Parliamo di… “In una sola persona” di John Irving

 

«Mi domando perché mi capitino di continuo queste improvvise, inspiegabili…cotte» gli risposi.
«Oh, le cotte. Tra un po’ ne avrai molte di più, vedrai» disse Richard in tono incoraggiante. «Alla tua età le cotte sono assolutamente normali…perfino divertenti!»
«A volte però le prendo per le persone sbagliate» provai a spiegargli.
«Non esistono persone sbagliate per cui prendersi una cotta, Bill» mi rassicurò, «Non si può scegliere di innamorarsi di qualcuno piuttosto che di qualcun altro.»
«Oh!» esclamai. A tredici anni, quell’informazione mi fece pensare che le cotte fossero più pericolose di quanto avessi creduto.
È buffo che solo sei anni più tardi, durante quel viaggio in Europa con Tom, iniziato così male a Bruges, l’eventualità di potermi innamorare mi sembrasse improbabile, perfino impossibile. Quell’estate avevo solo diciannove anni, ma ero già deciso a non innamorarmi mai più.

 

È un libro che fa male, ma è niente il confronto a ciò che ti lascia. Irving riesce, col suo sarcasmo, a farti ridere e piangere sullo stesso paragrafo. Sulla stessa frase.
Racconta i vari lati della sessualità, le insicurezze, la malattia e la perdita in modo del tutto personale, mai scontato; con personaggi terribilmente imperfetti e umani, che ti rimangono impressi come se fossero reali.

▶ **Consegne dell'esercizio**
1: Puoi trascrivere il passo del testo su «In una sola persona» che parte dalle parole "Racconta i vari" e termina dopo "se fossero reali.", scambiando "la perdita" con "il lutto"?
2: Puoi riprendere il testo su «In una sola persona» e proseguirlo a partire dall'ultima frase?

▶ **Voci salvate**
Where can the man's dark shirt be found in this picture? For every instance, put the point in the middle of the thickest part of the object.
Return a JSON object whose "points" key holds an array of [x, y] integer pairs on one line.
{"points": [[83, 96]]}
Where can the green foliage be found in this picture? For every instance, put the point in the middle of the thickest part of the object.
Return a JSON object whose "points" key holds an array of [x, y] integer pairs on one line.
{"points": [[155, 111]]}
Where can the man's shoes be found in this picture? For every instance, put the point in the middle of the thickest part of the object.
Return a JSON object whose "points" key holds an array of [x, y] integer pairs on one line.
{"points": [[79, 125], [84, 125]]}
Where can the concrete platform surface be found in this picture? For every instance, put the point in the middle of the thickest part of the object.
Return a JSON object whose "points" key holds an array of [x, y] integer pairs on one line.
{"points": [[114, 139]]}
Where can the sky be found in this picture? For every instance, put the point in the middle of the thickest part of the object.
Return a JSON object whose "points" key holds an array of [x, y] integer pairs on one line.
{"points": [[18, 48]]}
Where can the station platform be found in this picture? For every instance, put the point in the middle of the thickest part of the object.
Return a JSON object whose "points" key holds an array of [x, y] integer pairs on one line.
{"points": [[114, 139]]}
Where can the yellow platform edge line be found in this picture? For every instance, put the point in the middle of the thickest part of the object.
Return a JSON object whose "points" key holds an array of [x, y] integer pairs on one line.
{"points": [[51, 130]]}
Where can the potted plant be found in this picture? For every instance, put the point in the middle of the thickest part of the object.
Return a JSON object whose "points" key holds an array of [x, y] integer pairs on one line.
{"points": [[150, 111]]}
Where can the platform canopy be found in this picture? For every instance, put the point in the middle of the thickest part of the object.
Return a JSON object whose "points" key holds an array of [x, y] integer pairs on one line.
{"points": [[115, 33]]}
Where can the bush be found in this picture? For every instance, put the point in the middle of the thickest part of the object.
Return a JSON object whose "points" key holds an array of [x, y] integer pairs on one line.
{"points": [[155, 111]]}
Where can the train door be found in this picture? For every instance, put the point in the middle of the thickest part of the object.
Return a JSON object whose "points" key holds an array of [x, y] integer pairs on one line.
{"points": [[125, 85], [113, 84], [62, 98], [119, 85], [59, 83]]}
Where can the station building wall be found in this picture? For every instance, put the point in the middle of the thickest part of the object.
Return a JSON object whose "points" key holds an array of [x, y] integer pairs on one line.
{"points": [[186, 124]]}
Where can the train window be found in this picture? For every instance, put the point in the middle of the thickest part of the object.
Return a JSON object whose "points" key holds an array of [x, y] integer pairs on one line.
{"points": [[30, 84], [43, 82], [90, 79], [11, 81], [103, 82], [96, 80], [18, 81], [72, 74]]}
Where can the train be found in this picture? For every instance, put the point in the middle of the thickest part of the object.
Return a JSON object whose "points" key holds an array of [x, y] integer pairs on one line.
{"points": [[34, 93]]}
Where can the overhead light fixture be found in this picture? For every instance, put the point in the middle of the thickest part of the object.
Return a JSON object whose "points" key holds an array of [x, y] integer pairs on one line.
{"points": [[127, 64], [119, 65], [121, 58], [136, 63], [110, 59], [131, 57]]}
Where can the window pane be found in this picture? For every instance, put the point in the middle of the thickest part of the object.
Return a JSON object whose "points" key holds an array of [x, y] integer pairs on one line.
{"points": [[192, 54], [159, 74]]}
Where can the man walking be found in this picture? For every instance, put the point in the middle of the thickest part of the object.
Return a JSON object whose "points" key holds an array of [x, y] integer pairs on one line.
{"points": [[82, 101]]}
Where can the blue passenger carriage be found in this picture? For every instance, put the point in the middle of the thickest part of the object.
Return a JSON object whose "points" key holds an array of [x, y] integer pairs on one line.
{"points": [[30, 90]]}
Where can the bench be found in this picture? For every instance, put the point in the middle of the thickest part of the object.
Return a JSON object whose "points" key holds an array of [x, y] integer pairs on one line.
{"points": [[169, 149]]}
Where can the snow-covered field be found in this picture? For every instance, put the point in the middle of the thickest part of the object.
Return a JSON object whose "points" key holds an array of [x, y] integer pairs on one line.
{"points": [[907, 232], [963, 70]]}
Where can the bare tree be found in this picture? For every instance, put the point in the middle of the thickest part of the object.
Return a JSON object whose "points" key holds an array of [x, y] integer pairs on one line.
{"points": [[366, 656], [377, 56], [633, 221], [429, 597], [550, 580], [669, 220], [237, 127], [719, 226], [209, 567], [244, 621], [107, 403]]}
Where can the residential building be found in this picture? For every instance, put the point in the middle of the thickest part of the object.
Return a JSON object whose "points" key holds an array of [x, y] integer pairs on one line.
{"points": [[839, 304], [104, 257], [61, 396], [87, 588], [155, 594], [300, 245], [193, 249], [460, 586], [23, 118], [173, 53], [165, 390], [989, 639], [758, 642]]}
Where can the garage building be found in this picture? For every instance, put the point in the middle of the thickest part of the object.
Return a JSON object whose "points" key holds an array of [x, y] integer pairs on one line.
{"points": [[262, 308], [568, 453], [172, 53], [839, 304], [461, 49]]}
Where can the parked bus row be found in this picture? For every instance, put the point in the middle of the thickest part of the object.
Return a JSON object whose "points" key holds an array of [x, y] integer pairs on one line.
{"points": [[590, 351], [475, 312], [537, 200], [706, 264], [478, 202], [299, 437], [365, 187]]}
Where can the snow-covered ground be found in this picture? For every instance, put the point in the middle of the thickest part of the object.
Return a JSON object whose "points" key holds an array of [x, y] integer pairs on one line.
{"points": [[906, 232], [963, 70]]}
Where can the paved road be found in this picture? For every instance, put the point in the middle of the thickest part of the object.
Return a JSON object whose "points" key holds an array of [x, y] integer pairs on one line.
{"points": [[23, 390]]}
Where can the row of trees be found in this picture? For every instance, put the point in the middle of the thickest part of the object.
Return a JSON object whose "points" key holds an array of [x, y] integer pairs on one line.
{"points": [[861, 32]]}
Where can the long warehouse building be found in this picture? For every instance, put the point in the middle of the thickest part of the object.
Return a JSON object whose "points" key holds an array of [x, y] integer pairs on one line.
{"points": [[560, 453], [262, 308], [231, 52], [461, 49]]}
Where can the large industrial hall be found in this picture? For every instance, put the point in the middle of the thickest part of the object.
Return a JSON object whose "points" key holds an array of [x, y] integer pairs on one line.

▶ **Sezione risposte**
1:
Racconta i vari lati della sessualità, le insicurezze, la malattia e il lutto in modo del tutto personale, mai scontato; con personaggi terribilmente imperfetti e umani, che ti rimangono impressi come se fossero reali.

2:
È un inno all’accettazione di sé, alla prevenzione e all’amore, in tutte le sue forme.

 

«Ho letto tutti i tuoi libri» rispose con entusiasmo. «I tuoi romanzi sono stati una specie di “in loco parentis” per me» aggiunse, scandendo con cura le parole latine. «Quasi dei genitori, insomma»
Ci sorridemmo: aveva detto tutto quello che c’era da dire, e l’aveva detto proprio bene. Suo padre sarebbe stato felice dell’uomo che era diventato, nella misura in cui riusciva a concepire la felicità. Io e Tom eravamo cresciuti con il disprezzo per noi stessi, perché ci avevano insegnato che le differenze sessuali erano sbagliate. Ora mi vergogno di aver sperato che Peter non fosse come Tom, né come me. Forse l’augurio migliore per i ragazzi della sua generazione era che venissero su “come noi”, però orgogliosi di ciò che erano.

 

Per comprendere al meglio il mondo del nostro protagonista, tuttavia, consiglio di leggere prima le opere che per lui sono state più importanti: “La tempesta” e “Re Lear” di Shakespeare, “Grandi Speranze” di Dickens, “Madame Bovary” di Flaubert e “La stanza di Giovanni” di Baldwin.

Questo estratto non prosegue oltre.